The task ▸
Count the lines in the listing below that contain the string "negative", and give only that number.

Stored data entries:
--- START ---
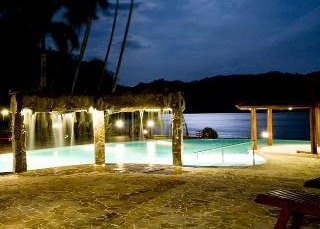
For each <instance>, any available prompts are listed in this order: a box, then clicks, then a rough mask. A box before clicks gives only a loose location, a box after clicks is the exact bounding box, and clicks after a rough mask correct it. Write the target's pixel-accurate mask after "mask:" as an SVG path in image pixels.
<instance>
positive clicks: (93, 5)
mask: <svg viewBox="0 0 320 229" xmlns="http://www.w3.org/2000/svg"><path fill="white" fill-rule="evenodd" d="M61 1H63V4H64V6H65V8H66V9H67V10H66V13H65V14H64V16H65V18H66V19H67V20H68V21H69V23H70V24H71V25H73V26H75V27H78V28H81V27H82V25H85V26H86V29H85V33H84V36H83V39H82V43H81V48H80V54H79V57H78V61H77V65H76V70H75V74H74V77H73V82H72V88H71V94H73V93H74V90H75V86H76V83H77V80H78V76H79V72H80V67H81V62H82V60H83V57H84V54H85V51H86V47H87V43H88V38H89V35H90V29H91V24H92V21H93V20H94V19H97V18H98V16H97V14H98V9H101V10H106V9H107V7H108V1H107V0H78V1H70V0H61Z"/></svg>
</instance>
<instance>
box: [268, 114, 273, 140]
mask: <svg viewBox="0 0 320 229" xmlns="http://www.w3.org/2000/svg"><path fill="white" fill-rule="evenodd" d="M267 132H268V138H267V144H268V146H272V140H273V137H272V135H273V132H272V109H271V108H268V111H267Z"/></svg>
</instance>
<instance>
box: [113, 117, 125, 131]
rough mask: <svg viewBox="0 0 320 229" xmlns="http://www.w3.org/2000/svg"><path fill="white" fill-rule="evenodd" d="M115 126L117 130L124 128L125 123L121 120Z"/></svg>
mask: <svg viewBox="0 0 320 229" xmlns="http://www.w3.org/2000/svg"><path fill="white" fill-rule="evenodd" d="M115 126H116V127H117V128H119V129H120V128H123V126H124V122H123V121H122V120H121V119H118V120H117V121H116V123H115Z"/></svg>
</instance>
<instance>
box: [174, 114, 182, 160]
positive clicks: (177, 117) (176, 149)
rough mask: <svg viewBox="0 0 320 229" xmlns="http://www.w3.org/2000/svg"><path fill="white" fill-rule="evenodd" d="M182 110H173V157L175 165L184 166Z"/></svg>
mask: <svg viewBox="0 0 320 229" xmlns="http://www.w3.org/2000/svg"><path fill="white" fill-rule="evenodd" d="M182 129H183V126H182V112H180V111H179V110H177V109H173V110H172V159H173V165H175V166H182V159H181V151H182V140H183V138H182V132H183V130H182Z"/></svg>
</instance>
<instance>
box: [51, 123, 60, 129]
mask: <svg viewBox="0 0 320 229" xmlns="http://www.w3.org/2000/svg"><path fill="white" fill-rule="evenodd" d="M52 128H54V129H59V128H62V123H53V124H52Z"/></svg>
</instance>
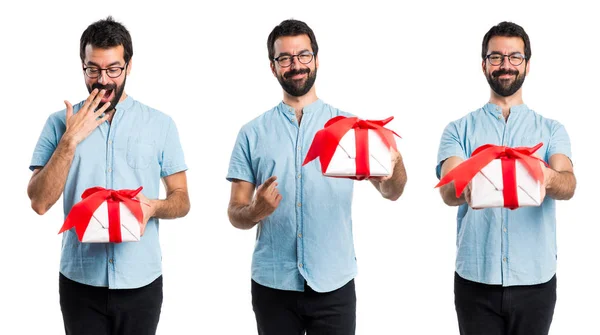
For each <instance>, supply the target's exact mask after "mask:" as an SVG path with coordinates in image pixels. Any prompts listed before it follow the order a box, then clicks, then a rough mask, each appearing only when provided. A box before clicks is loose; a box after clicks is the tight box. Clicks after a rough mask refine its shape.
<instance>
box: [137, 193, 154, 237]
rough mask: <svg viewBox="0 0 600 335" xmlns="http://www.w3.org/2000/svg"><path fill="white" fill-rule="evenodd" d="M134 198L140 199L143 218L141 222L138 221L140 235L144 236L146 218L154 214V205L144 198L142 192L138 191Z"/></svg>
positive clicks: (140, 203)
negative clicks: (152, 204)
mask: <svg viewBox="0 0 600 335" xmlns="http://www.w3.org/2000/svg"><path fill="white" fill-rule="evenodd" d="M136 198H137V199H138V200H139V201H140V204H141V205H142V214H143V219H142V222H140V236H144V231H146V224H147V223H148V220H150V218H151V217H153V216H154V213H155V212H156V207H155V206H154V205H152V201H150V199H148V198H146V196H145V195H144V194H143V193H142V192H140V193H138V195H137V196H136Z"/></svg>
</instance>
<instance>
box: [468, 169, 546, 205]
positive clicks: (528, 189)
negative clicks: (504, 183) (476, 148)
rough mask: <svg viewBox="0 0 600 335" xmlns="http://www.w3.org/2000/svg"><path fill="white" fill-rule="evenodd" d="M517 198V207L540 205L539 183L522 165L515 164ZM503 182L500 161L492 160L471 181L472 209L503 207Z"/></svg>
mask: <svg viewBox="0 0 600 335" xmlns="http://www.w3.org/2000/svg"><path fill="white" fill-rule="evenodd" d="M515 172H516V179H517V180H516V182H517V198H518V201H519V207H525V206H539V205H540V204H541V199H540V198H541V194H540V187H541V185H540V182H539V181H537V180H535V179H534V178H533V177H532V176H531V175H530V174H529V172H528V171H527V168H525V166H523V164H522V163H521V162H520V161H519V160H516V162H515ZM503 190H504V182H503V179H502V160H501V159H494V160H493V161H491V162H490V163H489V164H488V165H486V166H485V167H484V168H483V169H481V171H479V172H478V173H477V174H476V175H475V177H473V179H472V180H471V206H472V207H473V208H491V207H504V195H503V193H502V192H503Z"/></svg>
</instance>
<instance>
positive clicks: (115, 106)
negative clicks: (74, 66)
mask: <svg viewBox="0 0 600 335" xmlns="http://www.w3.org/2000/svg"><path fill="white" fill-rule="evenodd" d="M125 82H127V76H125V79H123V84H121V86H117V85H116V84H108V85H102V84H99V83H94V84H93V85H91V86H89V85H87V89H88V92H89V93H92V91H93V90H94V89H95V88H97V89H98V92H100V90H106V91H107V92H109V90H111V92H114V93H115V96H114V98H112V100H111V101H110V107H108V109H107V110H106V112H110V111H113V110H115V108H116V107H117V104H118V103H119V100H121V96H122V95H123V92H124V91H125ZM109 94H110V92H109ZM102 106H104V103H100V104H99V105H98V108H100V107H102Z"/></svg>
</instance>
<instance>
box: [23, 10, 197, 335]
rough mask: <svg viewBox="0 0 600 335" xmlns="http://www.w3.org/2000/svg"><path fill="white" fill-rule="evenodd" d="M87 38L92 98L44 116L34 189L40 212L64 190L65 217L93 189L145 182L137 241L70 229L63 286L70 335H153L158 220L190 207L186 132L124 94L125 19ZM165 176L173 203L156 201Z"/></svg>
mask: <svg viewBox="0 0 600 335" xmlns="http://www.w3.org/2000/svg"><path fill="white" fill-rule="evenodd" d="M80 42H81V43H80V56H81V62H82V72H83V73H82V75H83V76H84V79H85V84H86V86H87V88H88V91H89V92H90V96H89V97H88V98H87V99H86V100H85V101H82V102H80V103H78V104H76V105H75V106H72V105H71V104H70V103H69V102H67V101H65V105H66V109H65V110H62V111H60V112H57V113H54V114H52V115H50V117H49V118H48V120H47V121H46V125H45V126H44V129H43V131H42V134H41V136H40V138H39V140H38V143H37V145H36V147H35V151H34V153H33V158H32V160H31V166H30V169H31V170H33V176H32V177H31V181H30V182H29V187H28V188H27V193H28V195H29V198H30V199H31V206H32V208H33V209H34V210H35V211H36V212H37V213H38V214H40V215H41V214H44V213H45V212H47V211H48V210H49V209H50V208H51V207H52V205H54V203H55V202H56V201H57V200H58V198H59V197H60V195H61V193H62V194H63V207H64V212H65V216H66V215H67V214H68V213H69V211H70V209H71V207H72V206H73V205H74V204H75V203H77V202H79V201H80V200H81V195H82V193H83V191H84V190H85V189H87V188H89V187H94V186H101V187H104V188H107V189H135V188H138V187H139V186H143V191H142V192H143V194H139V195H138V198H139V200H140V201H141V202H142V203H143V205H142V210H143V214H144V217H143V222H142V223H141V225H140V229H141V233H142V235H143V236H142V238H141V239H140V241H139V242H129V243H120V244H113V243H80V242H79V240H78V238H77V235H76V234H75V232H74V230H70V231H67V232H65V234H64V235H63V243H62V254H61V262H60V279H59V292H60V305H61V310H62V313H63V320H64V325H65V331H66V333H67V334H109V333H110V334H154V333H155V332H156V328H157V325H158V321H159V317H160V310H161V305H162V275H161V252H160V244H159V240H158V219H172V218H177V217H182V216H184V215H186V214H187V212H188V211H189V208H190V204H189V199H188V192H187V181H186V174H185V170H187V167H186V164H185V161H184V156H183V151H182V148H181V145H180V143H179V135H178V133H177V129H176V127H175V123H174V122H173V120H172V119H171V118H170V117H168V116H167V115H165V114H163V113H161V112H159V111H157V110H155V109H152V108H150V107H148V106H145V105H143V104H141V103H140V102H138V101H136V100H134V99H133V98H132V97H130V96H128V95H127V94H126V93H125V91H124V89H125V81H126V79H127V76H128V75H129V73H130V72H131V66H132V60H131V58H132V55H133V49H132V43H131V36H130V35H129V32H128V31H127V29H126V28H125V27H124V26H123V25H121V24H120V23H118V22H116V21H114V20H113V19H112V17H110V16H109V17H108V18H107V19H105V20H100V21H98V22H95V23H93V24H92V25H90V26H89V27H88V28H87V29H86V30H85V31H84V32H83V34H82V35H81V41H80ZM161 178H162V180H163V182H164V185H165V189H166V199H164V200H155V199H157V198H158V195H159V183H160V179H161ZM57 227H58V226H57Z"/></svg>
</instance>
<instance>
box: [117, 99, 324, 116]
mask: <svg viewBox="0 0 600 335" xmlns="http://www.w3.org/2000/svg"><path fill="white" fill-rule="evenodd" d="M128 98H129V97H128ZM322 107H323V100H321V99H317V101H315V102H313V103H311V104H309V105H306V106H304V108H303V109H302V113H303V114H310V113H313V112H317V111H319V110H321V108H322ZM277 108H278V109H279V110H280V111H281V112H282V113H284V114H292V115H295V110H294V108H293V107H291V106H289V105H287V104H286V103H284V102H283V101H282V102H280V103H279V105H278V106H277Z"/></svg>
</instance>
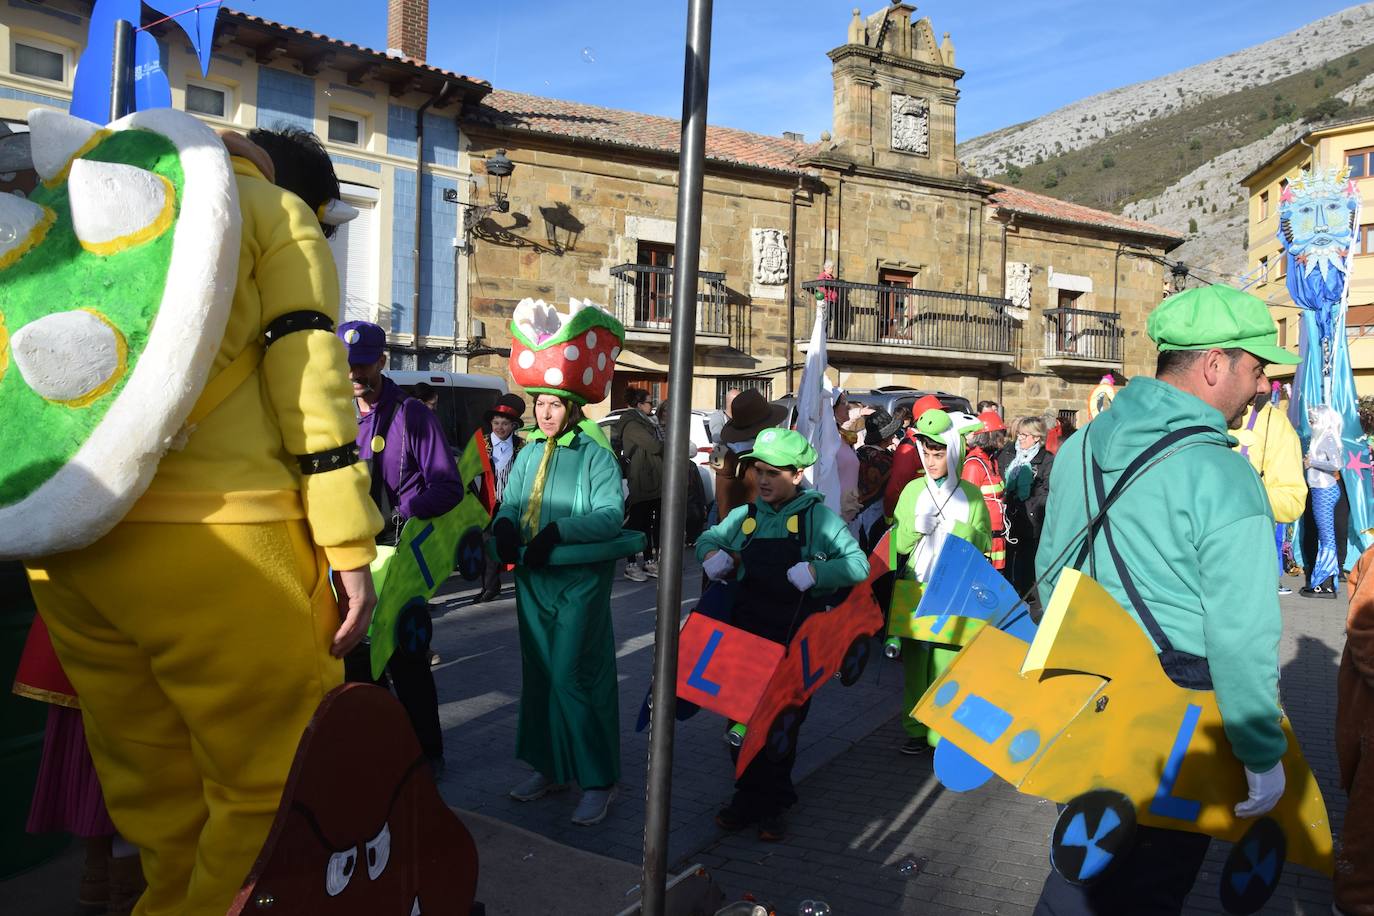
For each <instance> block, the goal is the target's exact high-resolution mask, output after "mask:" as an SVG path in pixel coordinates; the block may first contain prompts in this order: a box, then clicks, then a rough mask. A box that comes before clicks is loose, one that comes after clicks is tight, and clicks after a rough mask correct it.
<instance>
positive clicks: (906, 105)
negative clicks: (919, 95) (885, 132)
mask: <svg viewBox="0 0 1374 916" xmlns="http://www.w3.org/2000/svg"><path fill="white" fill-rule="evenodd" d="M892 148H893V150H901V151H903V152H919V154H921V155H926V154H927V152H929V151H930V103H929V102H926V100H925V99H918V98H915V96H910V95H897V93H896V92H893V93H892Z"/></svg>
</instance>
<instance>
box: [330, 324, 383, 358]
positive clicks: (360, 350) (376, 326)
mask: <svg viewBox="0 0 1374 916" xmlns="http://www.w3.org/2000/svg"><path fill="white" fill-rule="evenodd" d="M338 335H339V339H341V341H343V346H346V347H348V364H349V365H371V364H374V363H376V361H378V360H381V358H382V354H383V353H385V352H386V331H383V330H382V328H381V327H378V325H375V324H372V323H371V321H345V323H343V324H341V325H339V330H338Z"/></svg>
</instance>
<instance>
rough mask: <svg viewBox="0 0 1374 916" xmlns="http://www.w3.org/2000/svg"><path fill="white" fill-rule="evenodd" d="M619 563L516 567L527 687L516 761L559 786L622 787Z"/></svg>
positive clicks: (521, 722)
mask: <svg viewBox="0 0 1374 916" xmlns="http://www.w3.org/2000/svg"><path fill="white" fill-rule="evenodd" d="M614 573H616V563H614V562H605V563H588V564H584V566H545V567H541V569H539V570H528V569H525V567H522V566H517V567H515V614H517V617H518V618H519V644H521V669H522V681H523V683H522V685H521V695H519V725H518V728H517V732H515V757H518V758H519V759H522V761H525V762H526V764H529V765H530V766H533V768H534V769H537V770H539V772H540V773H543V775H544V776H547V777H548V779H551V780H554V781H555V783H573V781H576V783H577V784H578V786H581V787H583V788H602V787H606V786H611V784H613V783H617V781H620V694H618V685H617V678H616V637H614V634H613V633H611V623H610V586H611V581H613V577H614Z"/></svg>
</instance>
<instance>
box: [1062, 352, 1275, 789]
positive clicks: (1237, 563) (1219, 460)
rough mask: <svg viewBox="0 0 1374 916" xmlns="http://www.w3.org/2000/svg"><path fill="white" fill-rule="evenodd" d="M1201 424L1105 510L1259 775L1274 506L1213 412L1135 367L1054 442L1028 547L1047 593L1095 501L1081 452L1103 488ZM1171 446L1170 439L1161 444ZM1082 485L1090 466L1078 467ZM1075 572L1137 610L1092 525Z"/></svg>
mask: <svg viewBox="0 0 1374 916" xmlns="http://www.w3.org/2000/svg"><path fill="white" fill-rule="evenodd" d="M1184 426H1205V427H1209V430H1212V433H1208V434H1197V435H1191V437H1189V438H1186V439H1184V441H1183V442H1182V448H1180V449H1179V452H1178V453H1175V455H1172V456H1169V457H1168V459H1165V460H1164V461H1162V463H1160V464H1158V466H1156V467H1150V464H1146V468H1147V470H1143V471H1140V472H1138V479H1136V482H1135V483H1131V485H1128V486H1127V489H1125V490H1124V492H1123V494H1121V497H1120V499H1118V500H1117V501H1116V503H1114V504H1113V505H1112V508H1110V509H1109V511H1107V518H1109V519H1110V522H1112V536H1113V540H1114V542H1116V545H1117V549H1118V551H1120V553H1121V559H1123V562H1124V564H1125V567H1127V569H1128V570H1129V571H1131V578H1132V580H1134V581H1135V585H1136V589H1138V591H1139V592H1140V596H1142V599H1143V602H1145V604H1146V607H1149V608H1150V611H1151V612H1153V614H1154V617H1156V619H1157V621H1158V623H1160V628H1161V629H1162V630H1164V633H1165V634H1167V636H1168V637H1169V640H1171V641H1172V643H1173V648H1175V650H1178V651H1180V652H1190V654H1193V655H1201V656H1204V658H1206V659H1208V665H1209V667H1210V670H1212V685H1213V689H1215V691H1216V702H1217V706H1219V707H1220V710H1221V721H1223V724H1224V726H1226V736H1227V737H1228V739H1230V742H1231V747H1232V750H1234V751H1235V755H1237V757H1238V758H1241V762H1243V764H1245V765H1246V766H1248V768H1249V769H1250V770H1254V772H1260V773H1263V772H1265V770H1268V769H1270V768H1272V766H1274V764H1276V762H1278V761H1279V758H1281V757H1282V755H1283V751H1285V750H1286V747H1287V739H1286V737H1285V736H1283V731H1282V729H1281V726H1279V720H1281V715H1282V711H1281V710H1279V705H1278V680H1279V656H1278V648H1279V634H1281V633H1282V630H1283V621H1282V618H1281V615H1279V600H1278V573H1276V570H1275V566H1274V563H1272V559H1274V516H1272V515H1271V514H1270V501H1268V497H1267V496H1265V494H1264V486H1263V483H1261V482H1260V478H1259V475H1256V474H1254V471H1253V470H1252V468H1250V464H1249V461H1248V460H1246V459H1243V457H1242V456H1241V455H1239V453H1238V452H1232V450H1231V446H1232V445H1235V439H1234V438H1231V437H1230V435H1228V434H1227V427H1226V419H1224V417H1223V416H1221V413H1220V412H1219V411H1217V409H1215V408H1212V407H1209V405H1206V404H1204V402H1202V401H1201V400H1198V398H1197V397H1194V396H1191V394H1187V393H1184V391H1180V390H1179V389H1176V387H1173V386H1172V385H1167V383H1164V382H1160V380H1157V379H1151V378H1136V379H1132V380H1131V383H1129V385H1127V386H1125V387H1124V389H1123V390H1121V393H1120V394H1118V396H1117V398H1116V401H1113V402H1112V409H1109V411H1106V412H1103V413H1101V415H1099V416H1098V417H1096V419H1095V420H1092V423H1090V424H1088V426H1087V427H1085V430H1084V431H1083V433H1080V434H1079V435H1073V437H1070V438H1069V439H1066V441H1065V444H1063V445H1062V446H1061V448H1059V453H1058V455H1057V456H1055V459H1054V470H1052V471H1051V474H1050V501H1048V505H1047V508H1046V523H1044V533H1043V534H1041V536H1040V548H1039V552H1037V553H1036V573H1037V574H1039V575H1040V577H1043V581H1041V584H1040V595H1041V597H1043V599H1048V596H1050V593H1051V592H1052V591H1054V585H1055V581H1057V580H1058V577H1059V571H1061V570H1062V569H1063V567H1065V566H1068V564H1069V563H1073V562H1074V560H1076V559H1077V553H1079V551H1080V549H1081V545H1083V531H1084V527H1085V526H1087V523H1088V518H1090V508H1088V507H1090V505H1091V511H1095V509H1096V507H1098V500H1096V494H1095V492H1094V493H1092V499H1091V500H1087V504H1085V493H1084V455H1083V452H1084V449H1085V448H1087V449H1088V450H1090V453H1091V457H1094V459H1096V461H1098V464H1099V466H1101V467H1102V470H1103V472H1105V478H1106V479H1105V489H1106V492H1109V493H1110V492H1112V488H1113V485H1114V483H1116V481H1117V478H1118V477H1120V475H1121V471H1124V470H1125V467H1127V466H1128V464H1129V463H1131V461H1132V460H1134V459H1135V457H1136V456H1138V455H1140V452H1143V450H1145V449H1146V448H1149V446H1150V445H1153V444H1154V442H1157V441H1158V439H1160V438H1161V437H1162V435H1165V434H1167V433H1169V431H1171V430H1176V428H1180V427H1184ZM1169 450H1172V449H1169ZM1087 474H1088V475H1087V481H1088V483H1087V485H1088V488H1090V489H1091V488H1092V475H1091V466H1090V467H1088V468H1087ZM1084 564H1085V566H1087V567H1088V569H1085V570H1083V571H1084V573H1087V574H1090V575H1092V578H1095V580H1096V581H1098V582H1099V584H1101V585H1102V586H1103V588H1106V591H1107V592H1110V593H1112V596H1113V597H1114V599H1116V600H1117V602H1118V603H1120V604H1121V607H1124V608H1125V610H1127V611H1128V612H1131V615H1132V617H1136V618H1138V619H1139V617H1138V615H1136V614H1135V610H1134V608H1132V607H1131V600H1129V597H1128V596H1127V592H1125V589H1124V588H1123V586H1121V581H1120V578H1118V577H1117V573H1116V564H1114V563H1113V562H1112V555H1110V552H1109V549H1107V542H1106V537H1105V536H1102V534H1099V536H1098V538H1096V541H1095V544H1094V548H1092V556H1091V558H1088V559H1087V560H1085V562H1084Z"/></svg>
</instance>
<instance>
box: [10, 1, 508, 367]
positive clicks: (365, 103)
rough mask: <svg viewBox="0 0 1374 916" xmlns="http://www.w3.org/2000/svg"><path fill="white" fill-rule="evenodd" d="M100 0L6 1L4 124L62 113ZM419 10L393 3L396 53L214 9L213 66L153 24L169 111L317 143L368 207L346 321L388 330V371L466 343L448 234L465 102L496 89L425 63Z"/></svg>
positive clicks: (337, 233)
mask: <svg viewBox="0 0 1374 916" xmlns="http://www.w3.org/2000/svg"><path fill="white" fill-rule="evenodd" d="M91 8H92V1H91V0H45V1H44V3H32V1H30V0H10V3H8V5H7V7H5V10H4V15H3V16H0V124H3V125H5V128H7V129H10V130H25V129H26V125H25V122H26V119H27V114H29V111H30V110H33V108H37V107H51V108H59V110H63V111H65V110H67V107H69V106H70V103H71V88H73V76H74V71H76V65H77V60H78V58H80V56H81V51H82V48H84V47H85V43H87V33H88V29H89V25H91ZM425 8H426V4H425V1H423V0H393V3H392V4H390V11H389V12H390V22H389V36H386V38H387V47H389V48H390V51H387V52H382V51H374V49H371V48H364V47H361V45H357V44H352V43H348V41H339V40H337V38H331V37H328V36H324V34H319V33H315V32H306V30H302V29H295V27H293V26H289V25H282V23H278V22H271V21H268V19H262V18H260V16H254V15H249V14H245V12H238V11H231V10H224V8H221V10H220V11H218V21H217V25H216V36H214V55H213V58H212V62H210V71H209V74H202V73H201V67H199V65H198V62H196V59H195V55H194V54H192V51H191V48H190V45H188V44H187V41H185V38H184V36H183V34H181V32H180V30H177V29H174V27H173V26H172V25H170V23H165V22H164V23H161V25H154V26H151V27H150V32H151V33H153V34H154V36H155V37H157V40H158V45H159V48H161V69H162V70H164V73H165V74H166V77H168V81H169V84H170V87H172V104H173V107H176V108H181V110H184V111H188V113H191V114H195V115H196V117H199V118H201V119H203V121H205V122H206V124H209V125H210V126H212V128H216V129H231V130H239V132H247V130H250V129H253V128H275V126H279V125H290V126H298V128H304V129H306V130H311V132H313V133H316V135H317V136H319V137H320V140H322V141H323V143H324V148H326V150H327V151H328V154H330V158H331V159H333V161H334V168H335V170H337V172H338V176H339V180H341V183H342V191H343V199H345V201H346V202H348V203H350V205H353V206H354V207H357V209H359V211H360V216H359V217H357V218H356V220H354V221H352V222H349V224H346V225H345V227H342V228H341V229H339V232H338V233H337V235H335V236H334V239H333V240H331V249H333V250H334V257H335V261H337V262H338V271H339V287H341V294H342V304H341V305H342V313H343V317H345V319H367V320H372V321H379V323H382V324H383V325H385V327H387V328H390V332H392V343H393V349H392V364H393V365H401V367H415V365H416V361H418V363H419V364H420V367H422V368H452V365H453V363H455V356H453V353H455V349H456V347H458V346H460V343H462V342H466V341H467V339H469V334H467V330H466V328H463V330H462V331H459V328H458V324H456V316H458V312H459V304H460V301H462V298H463V297H464V295H466V290H464V288H462V287H460V284H459V282H458V276H459V271H460V254H459V251H458V250H456V249H455V244H453V242H455V239H456V238H459V229H458V225H459V210H460V205H459V203H458V201H459V199H460V196H466V195H467V187H469V184H470V179H469V176H467V174H466V173H464V172H463V170H460V169H459V158H460V151H459V150H460V143H459V126H458V111H459V108H460V106H462V103H463V102H464V100H467V99H475V98H480V96H482V95H485V93H486V92H489V91H491V87H489V85H488V84H486V82H484V81H481V80H475V78H471V77H464V76H462V74H456V73H451V71H447V70H441V69H438V67H433V66H429V65H426V63H425V34H426V30H425V29H420V27H419V26H418V22H420V21H422V16H423V11H425ZM153 18H154V16H150V21H151V19H153ZM378 38H382V36H378ZM420 135H423V157H420V155H419V146H420V143H419V141H418V139H419V136H420ZM416 173H419V174H422V180H420V183H419V185H418V187H416V180H415V176H416ZM418 211H419V214H420V220H419V221H416V213H418ZM416 227H419V235H416ZM416 239H418V242H416ZM416 253H418V254H419V258H418V260H419V269H418V271H416Z"/></svg>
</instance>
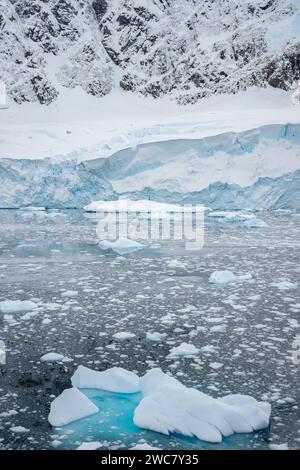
--- END ---
Answer to this problem ▸
4